start RECORDED INFORMATION

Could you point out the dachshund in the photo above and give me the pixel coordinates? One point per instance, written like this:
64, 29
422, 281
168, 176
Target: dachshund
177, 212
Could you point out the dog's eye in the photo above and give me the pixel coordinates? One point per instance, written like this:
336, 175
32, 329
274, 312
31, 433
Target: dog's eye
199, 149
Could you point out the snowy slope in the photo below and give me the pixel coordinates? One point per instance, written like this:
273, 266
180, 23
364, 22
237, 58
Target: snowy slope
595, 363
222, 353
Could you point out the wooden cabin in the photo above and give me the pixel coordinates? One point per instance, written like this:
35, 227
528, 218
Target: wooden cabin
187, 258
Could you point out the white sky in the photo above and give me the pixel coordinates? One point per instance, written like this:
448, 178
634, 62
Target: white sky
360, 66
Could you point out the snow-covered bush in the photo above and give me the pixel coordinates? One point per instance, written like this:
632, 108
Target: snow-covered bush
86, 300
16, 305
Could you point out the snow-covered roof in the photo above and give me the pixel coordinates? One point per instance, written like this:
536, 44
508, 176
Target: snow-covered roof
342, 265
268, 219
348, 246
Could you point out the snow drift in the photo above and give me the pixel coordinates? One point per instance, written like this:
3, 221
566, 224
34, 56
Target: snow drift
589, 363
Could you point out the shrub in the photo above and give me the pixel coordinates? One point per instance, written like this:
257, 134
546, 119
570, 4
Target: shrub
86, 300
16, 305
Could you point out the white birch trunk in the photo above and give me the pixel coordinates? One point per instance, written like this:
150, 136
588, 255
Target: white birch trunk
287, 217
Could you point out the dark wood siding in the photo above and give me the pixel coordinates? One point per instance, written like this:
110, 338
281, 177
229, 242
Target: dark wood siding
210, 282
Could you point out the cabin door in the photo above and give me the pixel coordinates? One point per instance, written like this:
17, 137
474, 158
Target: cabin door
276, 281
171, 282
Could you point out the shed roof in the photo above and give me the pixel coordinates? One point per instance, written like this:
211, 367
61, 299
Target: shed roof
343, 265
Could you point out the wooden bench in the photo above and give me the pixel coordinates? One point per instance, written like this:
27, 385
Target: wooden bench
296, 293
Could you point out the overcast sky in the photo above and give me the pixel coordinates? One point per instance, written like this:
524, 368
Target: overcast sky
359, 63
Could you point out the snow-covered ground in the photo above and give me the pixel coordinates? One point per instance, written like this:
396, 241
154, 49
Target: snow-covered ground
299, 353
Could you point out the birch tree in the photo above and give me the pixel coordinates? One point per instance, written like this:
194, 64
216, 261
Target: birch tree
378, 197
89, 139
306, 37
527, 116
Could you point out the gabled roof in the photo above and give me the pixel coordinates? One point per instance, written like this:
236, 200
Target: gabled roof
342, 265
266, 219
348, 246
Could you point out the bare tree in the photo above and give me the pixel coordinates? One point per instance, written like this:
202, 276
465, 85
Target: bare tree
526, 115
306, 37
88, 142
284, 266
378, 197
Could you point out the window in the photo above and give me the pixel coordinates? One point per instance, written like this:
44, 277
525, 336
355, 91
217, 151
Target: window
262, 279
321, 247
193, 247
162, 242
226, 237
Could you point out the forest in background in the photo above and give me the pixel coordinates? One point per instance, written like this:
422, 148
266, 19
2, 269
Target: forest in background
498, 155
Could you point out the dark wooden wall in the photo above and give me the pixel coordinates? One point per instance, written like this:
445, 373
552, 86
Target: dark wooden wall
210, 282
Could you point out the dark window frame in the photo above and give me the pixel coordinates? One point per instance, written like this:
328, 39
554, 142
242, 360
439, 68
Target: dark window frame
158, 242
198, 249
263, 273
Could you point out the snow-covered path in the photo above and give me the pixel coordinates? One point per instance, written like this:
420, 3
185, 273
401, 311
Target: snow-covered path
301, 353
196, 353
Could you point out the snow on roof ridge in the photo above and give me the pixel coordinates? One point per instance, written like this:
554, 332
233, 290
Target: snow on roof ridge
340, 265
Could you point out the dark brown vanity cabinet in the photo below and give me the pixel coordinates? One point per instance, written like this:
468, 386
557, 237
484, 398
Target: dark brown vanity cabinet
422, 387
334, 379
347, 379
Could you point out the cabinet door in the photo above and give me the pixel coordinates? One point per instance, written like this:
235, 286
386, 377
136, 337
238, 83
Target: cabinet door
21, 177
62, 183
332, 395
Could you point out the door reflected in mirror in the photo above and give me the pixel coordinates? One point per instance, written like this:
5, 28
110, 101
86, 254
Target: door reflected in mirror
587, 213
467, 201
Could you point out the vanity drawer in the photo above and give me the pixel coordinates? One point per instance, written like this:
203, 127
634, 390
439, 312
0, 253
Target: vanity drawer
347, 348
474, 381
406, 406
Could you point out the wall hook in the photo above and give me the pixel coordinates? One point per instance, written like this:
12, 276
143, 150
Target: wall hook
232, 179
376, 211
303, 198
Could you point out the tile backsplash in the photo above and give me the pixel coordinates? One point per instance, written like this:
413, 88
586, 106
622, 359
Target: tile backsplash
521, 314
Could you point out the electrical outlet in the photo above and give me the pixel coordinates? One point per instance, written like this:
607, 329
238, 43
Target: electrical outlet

end RECORDED INFORMATION

> **REQUIREMENT**
Your task is to transcribe the material exactly.

> **RESPONSE TO THIS TASK**
Could you point out the dachshund in the photo above and give me the pixel coordinates? One point per instance, written like this:
64, 29
422, 281
168, 176
Target: dachshund
177, 212
Could you point out the dog's eye in the photo above and give me the pixel coordinates? One point per instance, written like this:
336, 175
32, 329
274, 312
31, 433
Target: dog's eye
199, 149
Could you point out the snowy slope in the photo below and give me the pixel coordinates? One point per instance, written like this:
273, 266
180, 23
364, 22
237, 58
Target: snowy slope
595, 363
222, 353
Could you point out the wooden cabin in the photo above and give me the pixel coordinates? One point per instance, written like this:
35, 227
528, 218
Target: wooden cabin
187, 258
Could you point out the white sky in the photo above and give me the pixel coordinates? One point per instance, written like this:
448, 178
634, 62
Target: white sky
360, 66
Could you point out the snow-covered bush in the photo above and give me the pixel coordinates? One point per instance, written like this:
632, 108
Target: snow-covered bush
86, 300
16, 305
Could you point out the snow-covered roof in the photo above and give me the pixel coordinates? One point per instance, written like this:
536, 44
508, 176
Target: snow-covered roof
342, 265
268, 219
348, 246
Could you point out the snow drift in the photo above and give me the pixel coordinates? One point per instance, written like this:
3, 221
566, 224
34, 56
Target: snow drift
589, 363
Could you point out the shrub in the photo above and give me the pixel coordinates? One point per instance, written like this:
257, 134
546, 119
570, 4
Target: shrub
86, 300
16, 305
Could you point out the white birch trunk in the photo above and give me the pixel coordinates? One point per instance, written like this:
150, 136
588, 255
Target: white birch trunk
287, 217
Could you point out the dark wood siding in the photo above and give me the pixel coordinates? One point per instance, written like this:
110, 338
281, 177
229, 242
Target: dark wood siding
210, 282
Could you point out the cabin door in the photo above and give me the pixel coordinates? One point per instance, written like this:
17, 137
474, 158
Target: cabin door
276, 281
171, 282
Could you point out the shed roof in the photo above and give me the pixel coordinates? One point per instance, written like this:
211, 367
61, 299
Target: shed roof
343, 265
Could you point out the wooden bench in the photo above and give me the pixel coordinates? One point per instance, written like this:
27, 385
Target: wooden bench
296, 293
Could you point out the overcast sky in the photo above and give me the pixel coordinates? One point per instance, written like this:
524, 368
Target: overcast sky
359, 63
Could you point out the snow-covered ground in the photo above and give me the pixel coordinates? One point per instance, written like this:
396, 241
154, 49
Target: snow-covered ground
299, 353
Could you point out the birch tree in the photo above and give me the pixel coordinates? One point per instance, written like this:
194, 64
216, 261
Target: birch tree
378, 197
89, 139
306, 37
527, 116
Could you point out the gabled roof in the photo above and give me the pixel coordinates? One point per instance, written like this:
236, 200
Target: gabled roof
342, 265
266, 219
348, 246
Could you point out the bare tree in the photo above and give me the pixel coordinates? One point per instance, written like this:
202, 276
465, 85
Target: bare tree
526, 115
306, 37
88, 142
284, 266
378, 197
Could you point out the window in the photo above and give me the pixel coordinates? One point per instance, written like this:
44, 277
525, 336
355, 91
217, 151
Target: window
262, 279
321, 247
193, 247
162, 242
226, 237
Could you point out the forest in background in the photo above and give me the pixel coordinates? One point per instance, written like this:
422, 148
266, 19
2, 269
Target: forest in background
498, 155
Could you point out the dark wooden wall in the photo above and give me the pixel coordinates? One point per instance, written like this:
445, 373
552, 86
Target: dark wooden wall
210, 282
Could you point out the dark window frame in the photo above and give me the pixel coordinates? One point per instance, written like this:
328, 39
554, 142
242, 360
439, 68
Target: dark window frame
158, 242
198, 249
263, 273
Could you point out the snow-covered path in the photo above and give me the pixel coordinates? One point per instance, written like this:
420, 3
185, 273
401, 311
Target: snow-covered path
301, 353
196, 353
Could you point out the snow on roof ridge in the photo above and give me the pixel coordinates? One point per instance, written like this:
554, 332
233, 290
Target: snow on roof ridge
340, 265
Could you point out the dark brown vanity cabinet in the photo below and give me the pixel coordinates? One point per instance, written like this:
468, 386
557, 237
484, 398
Target: dark brown vanity cabinet
422, 387
334, 379
347, 379
Could you point out the cabinet door in the photo above and give me the pixel coordinates? One point per instance, written like this:
235, 286
386, 377
136, 337
238, 83
Target: cabinet door
21, 177
62, 183
332, 395
Could you point out the door reflected in mirror in the photo above and give me the pixel coordinates? One point per instance, written like this:
5, 28
110, 101
86, 254
Target: door reflected in mirror
587, 213
467, 201
Could you point out the vanity drawer in the photo above and give me the pixel coordinates? One point per instance, written like this:
203, 127
634, 390
439, 312
0, 253
Target: vanity drawer
347, 348
474, 381
406, 406
Could you point out the wall hook in the photo above and give me the pixel coordinates? One point per instance, written like this:
12, 276
143, 150
Target: wall hook
232, 179
376, 211
303, 198
Could you point out the tile backsplash in the photo above and give me the pixel coordinates? One point per instance, written like this:
413, 88
586, 106
622, 359
Target: tile backsplash
521, 314
Could you point out the electrical outlet in the photo above and give me the pixel coordinates? One point per instance, written like this:
607, 329
238, 43
Target: electrical outlet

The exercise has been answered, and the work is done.